_Reading passage_.
— Begin —

Is there something in this XSLT that makes it work particularly slowly? Would some other approch work better?

These are simplified working examples. The actual data files are structurally identical, but have more nodes which I called "words" in this example. The attribute type specifies which nodes I'm after. It is linguistic dialect data with dialectal words and their normalized versions.

This is the XML.

<?xml version="1.0" encoding="UTF-8"?>
<xml>
<order>
    <slot id="ts1" value="1957"/>
    <slot id="ts2" value="1957"/>
    <slot id="ts3" value="2389"/>
    <slot id="ts4" value="2389"/>
    <slot id="ts5" value="2389"/>
    <slot id="ts6" value="2389"/>
    <slot id="ts7" value="3252"/>
    <slot id="ts8" value="3252"/>
    <slot id="ts9" value="3252"/>
    <slot id="ts10" value="3360"/>
</order>
<words type="original word">
    <annotation>
        <data id_1="ts1" id_2="ts3">
            <text>dialectal_word_1</text>
        </data>
    </annotation>
    <annotation>
        <data id_1="ts4" id_2="ts7">
            <text>dialectal_word_2</text>
        </data>
    </annotation>
    <annotation>
        <data id_1="ts8" id_2="ts10">
            <text>,</text>
        </data>
    </annotation>
</words>
<words type="normalized word">
    <annotation>
        <data id_1="ts2" id_2="ts5">
            <text>normalized_word_1</text>
        </data>
    </annotation>
    <annotation>
        <data id_1="ts6" id_2="ts9">
            <text>normalized_word_2</text>
        </data>
    </annotation>
</words>
</xml>

This is the XSLT. What it attempts to do is to pick up the pairs which have matching values up in the XML structure.

<?xml version="1.0" encoding="UTF-8"?>
<xsl:stylesheet xmlns:xsl="http://www.w3.org/1999/XSL/Transform" version="2.0">
<xsl:output method="text" encoding="UTF-8" indent="yes"/>
<xsl:template match="/xml">
    <xsl:text>original&#x9;normalized
</xsl:text>
        <xsl:for-each select="words[@type='original word']/annotation/data">
            <xsl:sort select="substring-after(@id_1, 'ts')" data-type="number"/>
            <xsl:variable name="origStartTimeId" select="@id_1"/>
            <xsl:variable name="origEndTimeId" select="@id_2"/>
            <xsl:variable name="origStartTime_VALUE" select="/xml/order/slot[@id=$origStartTimeId]/@value"/>
            <xsl:variable name="origEndTime_VALUE" select="/xml/order/slot[@id=$origEndTimeId]/@value"/>
                    <xsl:value-of select="text"/>
            <xsl:text>&#x9;</xsl:text>    
                <xsl:for-each select="/xml/words[@type='normalized word']/annotation/data">
                    <xsl:variable name="normStartTime" select="@id_1"/>
                    <xsl:variable name="normEndTime" select="@id_2"/>
                    <xsl:variable name="normStartTime_VALUE" select="/xml/order/slot[@id=$normStartTime]/@value"/>
                    <xsl:variable name="normEndTime_VALUE" select="/xml/order/slot[@id=$normEndTime]/@value"/>
                    <xsl:if test="($normStartTime_VALUE = $origStartTime_VALUE) and ($normEndTime_VALUE = $origEndTime_VALUE)">
                            <xsl:value-of select="text"/>    
                    </xsl:if>
                </xsl:for-each>
            <xsl:text>
</xsl:text>
        </xsl:for-each>
</xsl:template>
</xsl:stylesheet>

What is outputs is simply this:

original    normalized
dialectal_word_1    normalized_word_1
dialectal_word_2    normalized_word_2
,   

And that would be fine for me.

— End —

_Goal 1_.
Format as a Markdown table, with columns Row and Record line, the part of the records that opens with the line containing "written like (898,484)." and runs through the end of the records, leaving out blank lines.
The records that follow are unrelated to the XSLT post above.

[Named-object pointing records]
— Begin —

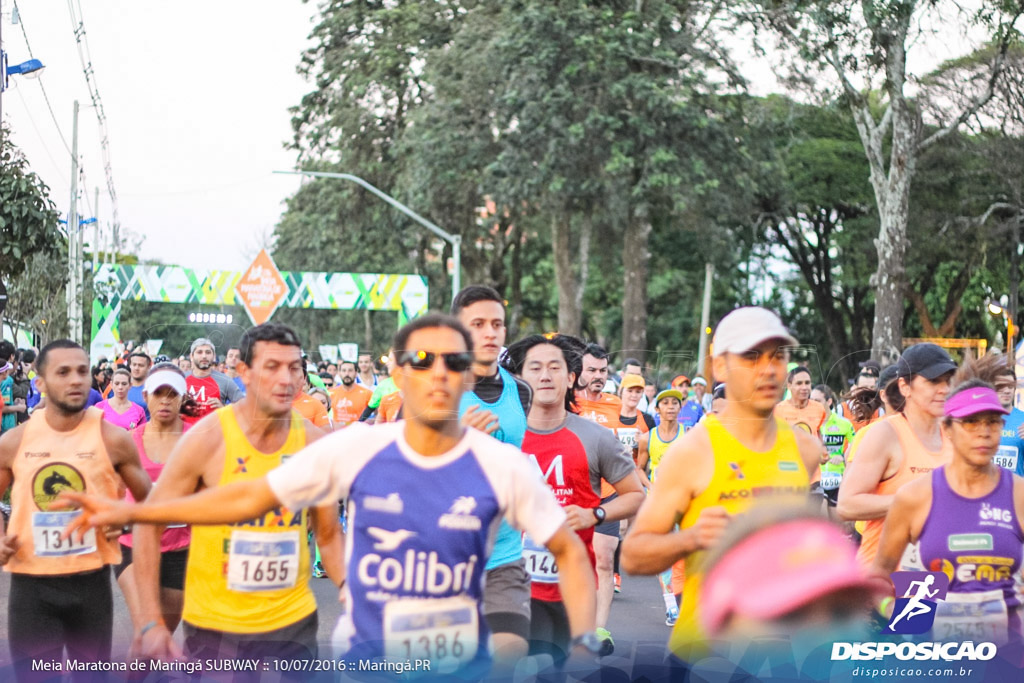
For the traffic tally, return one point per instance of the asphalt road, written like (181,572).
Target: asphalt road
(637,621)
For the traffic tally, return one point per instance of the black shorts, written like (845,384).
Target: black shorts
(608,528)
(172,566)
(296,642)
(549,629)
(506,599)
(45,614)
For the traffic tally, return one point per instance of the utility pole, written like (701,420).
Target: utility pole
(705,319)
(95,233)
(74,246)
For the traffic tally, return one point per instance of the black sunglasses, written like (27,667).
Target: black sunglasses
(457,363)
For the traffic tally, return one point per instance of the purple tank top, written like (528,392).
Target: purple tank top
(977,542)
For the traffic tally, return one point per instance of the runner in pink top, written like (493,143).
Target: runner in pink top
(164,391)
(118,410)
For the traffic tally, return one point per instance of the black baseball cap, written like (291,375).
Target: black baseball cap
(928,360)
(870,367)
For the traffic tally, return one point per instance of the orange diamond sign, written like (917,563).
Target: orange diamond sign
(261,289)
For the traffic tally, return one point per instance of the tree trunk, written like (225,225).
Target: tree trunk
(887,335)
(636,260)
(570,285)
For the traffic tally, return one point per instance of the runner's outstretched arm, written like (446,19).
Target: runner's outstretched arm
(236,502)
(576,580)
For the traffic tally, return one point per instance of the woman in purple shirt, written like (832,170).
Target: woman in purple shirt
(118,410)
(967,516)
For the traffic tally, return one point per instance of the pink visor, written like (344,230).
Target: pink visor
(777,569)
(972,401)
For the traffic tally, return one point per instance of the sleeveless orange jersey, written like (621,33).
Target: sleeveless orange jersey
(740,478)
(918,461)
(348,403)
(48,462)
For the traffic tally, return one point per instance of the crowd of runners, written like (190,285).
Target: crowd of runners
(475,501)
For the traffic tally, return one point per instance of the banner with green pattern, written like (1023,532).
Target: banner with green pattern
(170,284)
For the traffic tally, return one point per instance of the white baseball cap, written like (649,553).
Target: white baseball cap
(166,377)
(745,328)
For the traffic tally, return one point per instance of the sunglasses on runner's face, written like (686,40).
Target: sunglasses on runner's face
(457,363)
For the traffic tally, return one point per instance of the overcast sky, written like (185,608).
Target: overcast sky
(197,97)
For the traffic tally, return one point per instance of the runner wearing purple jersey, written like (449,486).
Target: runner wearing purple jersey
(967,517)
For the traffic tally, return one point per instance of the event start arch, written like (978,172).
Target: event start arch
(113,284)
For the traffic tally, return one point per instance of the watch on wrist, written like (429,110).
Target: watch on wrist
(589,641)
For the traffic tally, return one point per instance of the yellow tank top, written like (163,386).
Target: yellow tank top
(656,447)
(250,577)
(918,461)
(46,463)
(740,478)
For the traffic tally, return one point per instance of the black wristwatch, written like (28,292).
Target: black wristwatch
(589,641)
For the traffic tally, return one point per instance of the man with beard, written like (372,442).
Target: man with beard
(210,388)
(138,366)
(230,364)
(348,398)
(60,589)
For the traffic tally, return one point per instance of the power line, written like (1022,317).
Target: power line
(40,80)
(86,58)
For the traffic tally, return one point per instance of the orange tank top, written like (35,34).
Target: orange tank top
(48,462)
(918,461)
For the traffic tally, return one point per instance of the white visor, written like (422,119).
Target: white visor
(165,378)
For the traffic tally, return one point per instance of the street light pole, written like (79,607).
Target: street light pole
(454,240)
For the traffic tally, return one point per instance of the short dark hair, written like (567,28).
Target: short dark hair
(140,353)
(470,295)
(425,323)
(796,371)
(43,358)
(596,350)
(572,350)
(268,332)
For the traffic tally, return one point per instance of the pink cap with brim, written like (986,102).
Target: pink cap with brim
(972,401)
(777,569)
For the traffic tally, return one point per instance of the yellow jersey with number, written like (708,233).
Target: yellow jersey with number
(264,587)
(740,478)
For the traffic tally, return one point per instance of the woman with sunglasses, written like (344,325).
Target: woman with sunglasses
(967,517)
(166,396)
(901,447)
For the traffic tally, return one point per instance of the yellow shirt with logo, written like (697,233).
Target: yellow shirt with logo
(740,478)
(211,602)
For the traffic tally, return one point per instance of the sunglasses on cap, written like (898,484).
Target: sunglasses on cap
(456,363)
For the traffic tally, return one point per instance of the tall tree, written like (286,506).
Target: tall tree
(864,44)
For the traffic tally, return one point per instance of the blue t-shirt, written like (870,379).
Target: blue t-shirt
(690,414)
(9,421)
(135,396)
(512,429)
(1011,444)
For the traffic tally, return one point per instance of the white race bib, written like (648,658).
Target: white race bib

— End —

_Goal 2_.
According to the XSLT post, what kind of data do the actual files hold?

_Result 1_.
| Row | Record line |
|---|---|
| 1 | For the traffic tally, return one point per instance of the sunglasses on cap, written like (898,484). |
| 2 | Target: sunglasses on cap |
| 3 | (456,363) |
| 4 | For the traffic tally, return one point per instance of the tall tree, written like (286,506). |
| 5 | Target: tall tree |
| 6 | (864,44) |
| 7 | For the traffic tally, return one point per instance of the blue t-shirt, written like (870,379). |
| 8 | Target: blue t-shirt |
| 9 | (690,414) |
| 10 | (9,421) |
| 11 | (135,396) |
| 12 | (512,429) |
| 13 | (1011,444) |
| 14 | For the traffic tally, return one point per instance of the white race bib, written like (648,658). |
| 15 | Target: white race bib |

_Result 2_.
Linguistic dialect data with dialectal words and their normalized versions.